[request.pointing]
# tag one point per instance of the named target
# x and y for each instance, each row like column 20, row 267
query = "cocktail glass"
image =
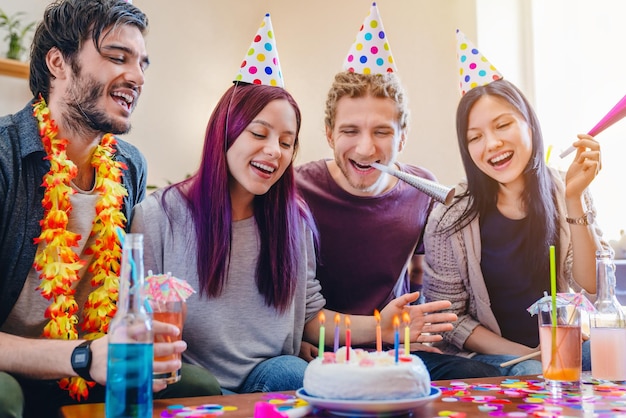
column 561, row 346
column 167, row 295
column 170, row 312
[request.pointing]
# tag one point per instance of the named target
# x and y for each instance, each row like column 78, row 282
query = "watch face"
column 80, row 357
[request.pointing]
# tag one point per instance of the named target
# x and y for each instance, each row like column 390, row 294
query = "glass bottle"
column 608, row 325
column 130, row 356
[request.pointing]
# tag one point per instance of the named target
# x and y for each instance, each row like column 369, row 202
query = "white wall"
column 196, row 47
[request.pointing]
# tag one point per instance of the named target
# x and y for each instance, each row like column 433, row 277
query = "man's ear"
column 57, row 65
column 329, row 137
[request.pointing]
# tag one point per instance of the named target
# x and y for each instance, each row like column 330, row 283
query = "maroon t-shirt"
column 365, row 242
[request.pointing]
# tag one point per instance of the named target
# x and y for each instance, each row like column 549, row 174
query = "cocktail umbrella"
column 577, row 300
column 166, row 288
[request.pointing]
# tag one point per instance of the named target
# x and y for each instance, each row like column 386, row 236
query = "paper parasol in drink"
column 435, row 190
column 166, row 288
column 577, row 300
column 618, row 112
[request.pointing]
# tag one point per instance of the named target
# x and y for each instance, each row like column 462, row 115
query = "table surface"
column 501, row 396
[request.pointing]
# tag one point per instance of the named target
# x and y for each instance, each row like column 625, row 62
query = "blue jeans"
column 27, row 398
column 275, row 374
column 447, row 367
column 529, row 366
column 520, row 369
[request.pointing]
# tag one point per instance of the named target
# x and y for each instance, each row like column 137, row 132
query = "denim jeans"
column 529, row 366
column 27, row 398
column 275, row 374
column 446, row 367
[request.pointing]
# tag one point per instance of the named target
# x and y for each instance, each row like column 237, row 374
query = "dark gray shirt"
column 22, row 167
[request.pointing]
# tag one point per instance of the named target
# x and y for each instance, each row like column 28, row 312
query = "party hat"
column 260, row 64
column 370, row 53
column 474, row 69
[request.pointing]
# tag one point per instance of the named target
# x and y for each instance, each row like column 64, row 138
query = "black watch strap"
column 81, row 360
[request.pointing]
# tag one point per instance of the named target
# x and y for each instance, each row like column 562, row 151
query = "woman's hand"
column 585, row 167
column 425, row 318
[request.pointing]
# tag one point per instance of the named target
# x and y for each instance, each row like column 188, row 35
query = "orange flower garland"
column 57, row 263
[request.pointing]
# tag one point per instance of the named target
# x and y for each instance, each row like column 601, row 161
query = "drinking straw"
column 553, row 290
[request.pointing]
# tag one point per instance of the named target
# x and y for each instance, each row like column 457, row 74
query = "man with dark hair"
column 67, row 184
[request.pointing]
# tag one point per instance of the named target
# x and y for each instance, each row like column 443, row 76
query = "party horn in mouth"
column 435, row 190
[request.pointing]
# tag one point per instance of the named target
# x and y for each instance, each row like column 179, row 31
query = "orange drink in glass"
column 561, row 347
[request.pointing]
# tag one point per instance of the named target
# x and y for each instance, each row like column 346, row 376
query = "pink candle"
column 407, row 333
column 348, row 338
column 396, row 340
column 379, row 339
column 322, row 319
column 336, row 340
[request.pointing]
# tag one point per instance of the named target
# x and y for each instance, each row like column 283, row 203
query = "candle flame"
column 377, row 316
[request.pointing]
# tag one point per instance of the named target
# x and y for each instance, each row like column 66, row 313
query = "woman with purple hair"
column 237, row 231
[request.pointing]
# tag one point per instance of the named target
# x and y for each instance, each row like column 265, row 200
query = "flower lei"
column 57, row 263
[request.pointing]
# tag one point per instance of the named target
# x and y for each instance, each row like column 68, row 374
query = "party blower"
column 435, row 190
column 615, row 114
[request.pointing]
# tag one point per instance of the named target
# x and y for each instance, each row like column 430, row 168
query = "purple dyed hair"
column 278, row 213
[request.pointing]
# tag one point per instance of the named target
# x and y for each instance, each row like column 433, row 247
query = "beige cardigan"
column 452, row 268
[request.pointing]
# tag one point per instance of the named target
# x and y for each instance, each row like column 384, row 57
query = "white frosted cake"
column 367, row 376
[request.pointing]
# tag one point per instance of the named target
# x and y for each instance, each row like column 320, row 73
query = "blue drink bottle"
column 130, row 356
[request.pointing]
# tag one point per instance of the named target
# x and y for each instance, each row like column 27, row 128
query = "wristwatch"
column 586, row 219
column 81, row 360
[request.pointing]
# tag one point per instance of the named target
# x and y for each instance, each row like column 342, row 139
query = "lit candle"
column 348, row 338
column 322, row 319
column 379, row 339
column 337, row 319
column 396, row 341
column 407, row 333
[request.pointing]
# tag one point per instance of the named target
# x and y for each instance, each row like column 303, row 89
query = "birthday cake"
column 366, row 376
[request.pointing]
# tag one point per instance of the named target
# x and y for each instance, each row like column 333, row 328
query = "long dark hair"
column 539, row 196
column 67, row 24
column 278, row 213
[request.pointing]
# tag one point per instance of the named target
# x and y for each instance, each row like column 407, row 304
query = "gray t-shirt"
column 231, row 334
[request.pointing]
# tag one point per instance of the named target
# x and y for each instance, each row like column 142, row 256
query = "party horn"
column 435, row 190
column 614, row 115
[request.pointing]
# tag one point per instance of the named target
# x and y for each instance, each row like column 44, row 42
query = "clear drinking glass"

# # #

## [What you are asked to do]
Would you retype exactly the lines above, from the line with "66, row 313" to the line with "430, row 168", with both end lines kept and nothing more?

## [Result]
# x and y for each instance, each row like column 66, row 313
query = "woman with purple hair"
column 237, row 231
[request.pointing]
# tag one point per instance of the named target
# x and y for each instance, each row like column 265, row 200
query = "flower lei"
column 57, row 263
[request.pointing]
# tag one point per instance of the named target
# x and y for each instance, each row like column 68, row 374
query = "party blower"
column 435, row 190
column 615, row 114
[request.pointing]
# tag one point per instance of the named target
# x and y for each instance, each row like column 430, row 168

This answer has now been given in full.